### Exercise objective
Answer these questions from the article on specialized rape courts, giving each answer on its own line, numbered like the question:
1. At which three crown courts will the pilot scheme begin?
2. What training will staff at those courts receive?
3. Operation Soteria will be expanded from how many police forces to how many?

Britain's justice secretary has given the go-ahead for three new specialised courts will be founded to try rape cases in a bid to increase the low conviction rate.
Dominic Raab said the pilot scheme of dedicated courtrooms will begin at the crown courts in Leeds, Newcastle and Snaresbrook in northeast London. The locations were chosen because those courts had a larger-than-average backlog of sexual offence cases waiting to be heard.
"Rape wrecks lives, leaving lasting physical and mental scars," Raab said.
Staff at the courts will be given special trauma training, and accusers will have independent advisers assigned to them throughout the prosecution process to support and represent them.
The move comes after statistic showed just 1.3 percent of the 67,125 sexual offences reported to police in 2021 had resulted in a conviction.
More than half the accusers in those cases withdrew charges after police investigations pried into their private lives, for fear of reliving traumatic experiences in court or because court delays — due to the COVID-19 pandemic — meant their case only came to trial two or three years later.
"As you try to put your life back together, you summon the courage to come forward to the police, only to find that your account is not believed. Worse still, you find yourself as the one who is subject to the most intensive and rigorous investigation," Raab said.
"Add in the backlog of Crown Court cases caused by the pandemic, and the ordeal of giving testimony under the glare of an open courtroom, and it is little wonder that too many victims drop their case before it reaches trial," he added.
"This is the tragic and appalling reality for too many rape victims, and I’m determined to change it — supporting victims through their traumatic ordeal, and delivering the justice they deserve."
Raab said the pilot scheme would be evaluated to see if the model could be applied elsewhere. He added that Operation Soteria, which mandates offices to focus on rape suspects' behaviour rather than their accusers' private lives, will be expanded from the current five police forces to 21.

### Information provided
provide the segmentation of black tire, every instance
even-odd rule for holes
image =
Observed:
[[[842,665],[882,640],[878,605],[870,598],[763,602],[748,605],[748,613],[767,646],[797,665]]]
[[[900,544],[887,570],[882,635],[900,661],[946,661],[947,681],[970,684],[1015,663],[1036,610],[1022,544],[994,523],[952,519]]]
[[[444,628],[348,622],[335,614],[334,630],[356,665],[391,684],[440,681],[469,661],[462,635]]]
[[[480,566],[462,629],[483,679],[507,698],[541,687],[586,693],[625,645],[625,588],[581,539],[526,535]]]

### Finished exercise
1. Leeds, Newcastle and Snaresbrook in northeast London.
2. Special trauma training.
3. From five police forces to 21.